*Data extracts:*
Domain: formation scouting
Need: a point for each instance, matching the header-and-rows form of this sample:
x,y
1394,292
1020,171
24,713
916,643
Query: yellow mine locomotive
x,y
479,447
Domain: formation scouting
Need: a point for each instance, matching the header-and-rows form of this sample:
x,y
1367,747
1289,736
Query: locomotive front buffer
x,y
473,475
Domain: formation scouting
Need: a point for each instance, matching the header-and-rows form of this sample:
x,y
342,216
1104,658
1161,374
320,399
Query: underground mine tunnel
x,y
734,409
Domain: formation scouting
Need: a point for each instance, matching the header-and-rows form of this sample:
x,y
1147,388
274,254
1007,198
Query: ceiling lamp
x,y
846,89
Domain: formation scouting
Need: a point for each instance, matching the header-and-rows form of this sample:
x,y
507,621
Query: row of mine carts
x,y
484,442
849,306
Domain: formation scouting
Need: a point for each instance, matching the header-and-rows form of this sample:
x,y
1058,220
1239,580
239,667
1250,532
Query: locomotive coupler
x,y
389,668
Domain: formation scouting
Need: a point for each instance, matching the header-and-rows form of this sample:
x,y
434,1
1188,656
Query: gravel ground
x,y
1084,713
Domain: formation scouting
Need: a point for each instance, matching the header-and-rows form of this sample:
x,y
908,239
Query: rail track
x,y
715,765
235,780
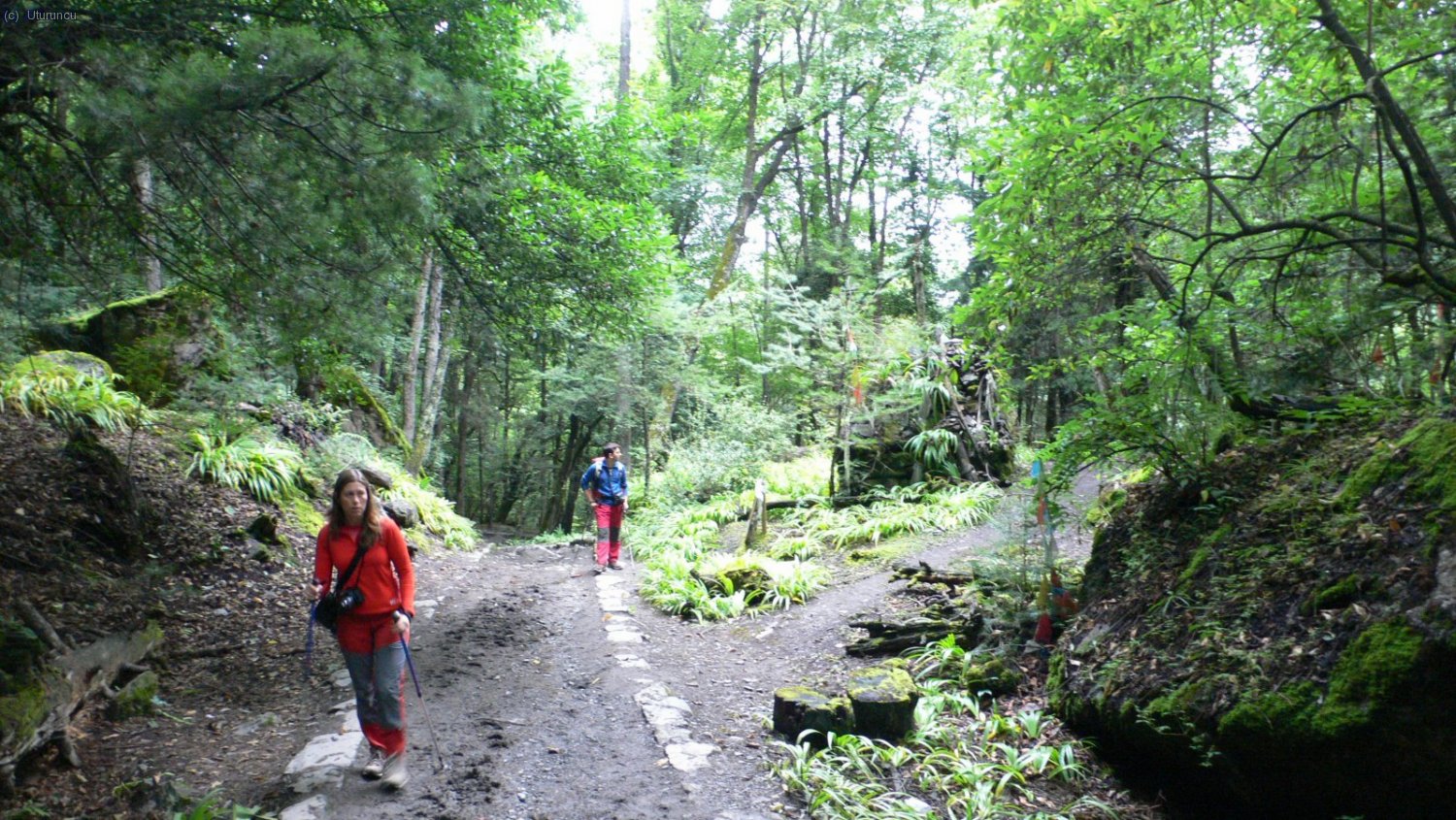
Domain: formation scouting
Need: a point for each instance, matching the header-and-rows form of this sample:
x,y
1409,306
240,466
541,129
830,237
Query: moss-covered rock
x,y
157,343
1287,656
990,674
346,387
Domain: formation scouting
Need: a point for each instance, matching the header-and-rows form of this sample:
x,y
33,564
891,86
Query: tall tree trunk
x,y
416,334
437,364
625,52
463,426
145,191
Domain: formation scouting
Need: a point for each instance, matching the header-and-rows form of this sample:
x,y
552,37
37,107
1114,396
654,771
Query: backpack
x,y
594,482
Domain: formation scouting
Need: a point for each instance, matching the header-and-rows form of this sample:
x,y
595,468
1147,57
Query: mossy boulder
x,y
1286,653
156,343
369,417
990,674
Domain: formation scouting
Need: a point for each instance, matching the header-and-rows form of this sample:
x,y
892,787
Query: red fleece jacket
x,y
384,574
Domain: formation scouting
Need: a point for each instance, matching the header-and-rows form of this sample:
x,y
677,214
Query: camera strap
x,y
358,555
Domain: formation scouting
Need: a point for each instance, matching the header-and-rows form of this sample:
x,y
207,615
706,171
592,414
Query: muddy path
x,y
558,695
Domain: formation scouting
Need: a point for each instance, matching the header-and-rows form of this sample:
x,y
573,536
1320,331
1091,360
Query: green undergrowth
x,y
250,461
966,759
72,390
689,572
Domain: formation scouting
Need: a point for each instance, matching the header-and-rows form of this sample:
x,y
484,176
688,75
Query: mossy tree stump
x,y
798,709
882,698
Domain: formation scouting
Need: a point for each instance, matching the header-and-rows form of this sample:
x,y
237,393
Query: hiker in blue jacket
x,y
606,485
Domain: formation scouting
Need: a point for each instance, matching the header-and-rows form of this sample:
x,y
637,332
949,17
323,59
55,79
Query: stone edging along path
x,y
319,770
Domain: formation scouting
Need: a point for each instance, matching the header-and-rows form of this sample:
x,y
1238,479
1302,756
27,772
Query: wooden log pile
x,y
879,450
43,701
946,613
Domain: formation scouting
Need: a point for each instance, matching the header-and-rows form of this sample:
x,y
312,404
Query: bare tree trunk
x,y
145,191
623,410
416,332
463,426
437,363
625,52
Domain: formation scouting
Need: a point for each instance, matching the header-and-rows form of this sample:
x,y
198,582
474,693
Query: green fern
x,y
268,471
69,396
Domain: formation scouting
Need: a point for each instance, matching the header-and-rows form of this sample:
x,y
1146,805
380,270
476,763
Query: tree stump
x,y
38,711
882,700
798,709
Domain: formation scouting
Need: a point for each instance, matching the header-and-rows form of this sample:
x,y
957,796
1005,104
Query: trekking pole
x,y
434,736
308,642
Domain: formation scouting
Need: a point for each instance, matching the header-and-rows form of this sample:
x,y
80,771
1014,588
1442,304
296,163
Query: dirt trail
x,y
538,692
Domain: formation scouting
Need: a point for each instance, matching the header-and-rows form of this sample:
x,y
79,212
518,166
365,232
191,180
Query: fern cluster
x,y
268,471
70,398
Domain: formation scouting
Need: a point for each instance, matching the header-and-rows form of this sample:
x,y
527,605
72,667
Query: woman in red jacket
x,y
370,633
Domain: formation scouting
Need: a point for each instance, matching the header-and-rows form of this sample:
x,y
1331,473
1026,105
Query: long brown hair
x,y
373,513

*How to complete this task:* Every record must be duplicated exactly, except for the pictures, which are left out.

*Answer space:*
Domain: formation scouting
Need: a point for each instance, matching the header-and-rows form of this sample:
x,y
1394,292
1020,171
24,713
916,643
Query: yellow mine locomotive
x,y
479,447
Domain: formation scouting
Need: a point for each instance, matching the header-and-rows form of this sample:
x,y
1367,747
1289,736
Query: locomotive front buffer
x,y
473,475
Domain: formation scouting
Need: a point for each instance, matching the header-and-rows form of this sample:
x,y
342,216
1104,658
1161,374
320,399
Query: underground mine tunnel
x,y
734,409
Domain: formation scouting
Need: a point for each instance, matching the header-and-rows form of this sample:
x,y
1147,388
274,254
1007,198
Query: ceiling lamp
x,y
846,89
Domain: formation scouting
Need: a point for each instance, matching the header-and-rows form of this sample:
x,y
507,621
Query: row of mine carts
x,y
484,442
849,306
Domain: formation scouting
Need: a point for each instance, matching the header-and-rows form of this sample:
x,y
1058,220
1239,580
239,667
1250,532
Query: locomotive coupler
x,y
389,668
Domain: formation scouting
Need: a point for each instance, matching the header-and-rows form of this sample:
x,y
434,1
1188,656
Query: gravel ground
x,y
1084,713
Domain: formation scouting
Need: a point for each instance, matching the header-and-rows form of this sample:
x,y
908,239
Query: rail track
x,y
715,765
235,780
Domain: formation scouting
Need: a point for each instance, matching the header-and-rows form of this sample:
x,y
1409,306
240,466
541,129
830,237
Query: moss-covered rock
x,y
157,343
1287,656
990,674
346,387
Domain: formation scouting
Need: a point for each instance, matching the header-and-rows form of this sample:
x,y
33,564
891,86
Query: tall tree trunk
x,y
416,334
437,364
625,52
463,426
145,191
Domain: formation scouting
Need: a point for each instance, matching the header-and-rows form of this sample:
x,y
552,37
37,107
1114,396
654,771
Query: backpack
x,y
594,482
Domain: formation scouting
Need: a point for each instance, matching the header-and-rows form of this sample:
x,y
595,468
1147,57
Query: mossy boulder
x,y
1286,653
156,343
369,417
990,674
Domain: formation scouting
Need: a point for each instance, matching the header-and-rows form of this sample:
x,y
892,787
Query: red fleece jacket
x,y
384,574
Domain: formation scouting
Need: a point for each instance, matching the header-and-rows form of this sample:
x,y
677,214
Query: camera strap
x,y
358,555
Domain: formation scouting
Need: a point for each instance, matching the header-and-rows form of this sample:
x,y
207,615
706,171
592,414
Query: muddy path
x,y
558,695
Domain: formation scouting
Need: a point for each instance, matching the header-and-rows form of this sample:
x,y
573,536
1320,331
1091,360
Query: green undergrowth
x,y
250,461
966,759
72,390
689,572
Domain: formation scouting
Need: a point for each instance, matching the header-and-rows form of this sample:
x,y
484,176
688,75
Query: mossy tree stump
x,y
798,709
882,698
Domain: formation scouting
Need: a point for each instance, matching the header-and-rows form of this sample:
x,y
237,393
Query: hiker in blue jacket
x,y
606,485
Domain: formation scouting
Need: a point for each instance, matching the header-and-rows form of this sample:
x,y
637,332
949,17
323,59
55,79
Query: stone edging along path
x,y
319,770
Domain: formation scouting
Need: a point for each instance, matching the header-and-rows form of this sample:
x,y
1238,479
1302,756
27,772
Query: wooden log pile
x,y
879,450
43,701
946,613
Domain: formation scouting
Need: a point for each instance, matching the header-and-rows form of this sample:
x,y
312,404
Query: bare tree trunk
x,y
145,191
623,410
416,332
463,426
437,363
625,52
Domain: formation scouting
Need: a point for each instance, matching the header-and-rows form of this sample:
x,y
198,582
474,693
Query: green fern
x,y
268,471
69,396
Domain: formation scouting
Need: a point for each instance, matching the header-and-rows form of this sample:
x,y
1146,805
380,270
476,763
Query: tree stump
x,y
38,711
882,700
798,709
Domain: formation scouting
Need: a point for each instance, matching the header-and-rows form of this sample:
x,y
957,796
1005,104
Query: trekking pole
x,y
434,736
308,642
Domain: formation scouting
Need: a point for each instance, matching the header-and-rows form of this sample:
x,y
80,771
1014,588
1442,304
296,163
Query: dirt trail
x,y
538,692
Domain: formation scouting
Need: a point for each instance, matching the header-and-rows form of this sample:
x,y
79,212
518,166
365,232
191,180
Query: fern cluster
x,y
268,471
70,398
Domain: formation scouting
Need: a point for each instance, matching the header-and-rows form of this sample:
x,y
527,605
72,667
Query: woman in red jacket
x,y
370,633
Domain: formation scouting
Need: a point for each instance, matching the header-and-rows form of this sample:
x,y
1331,473
1026,105
Query: long brown hair
x,y
373,513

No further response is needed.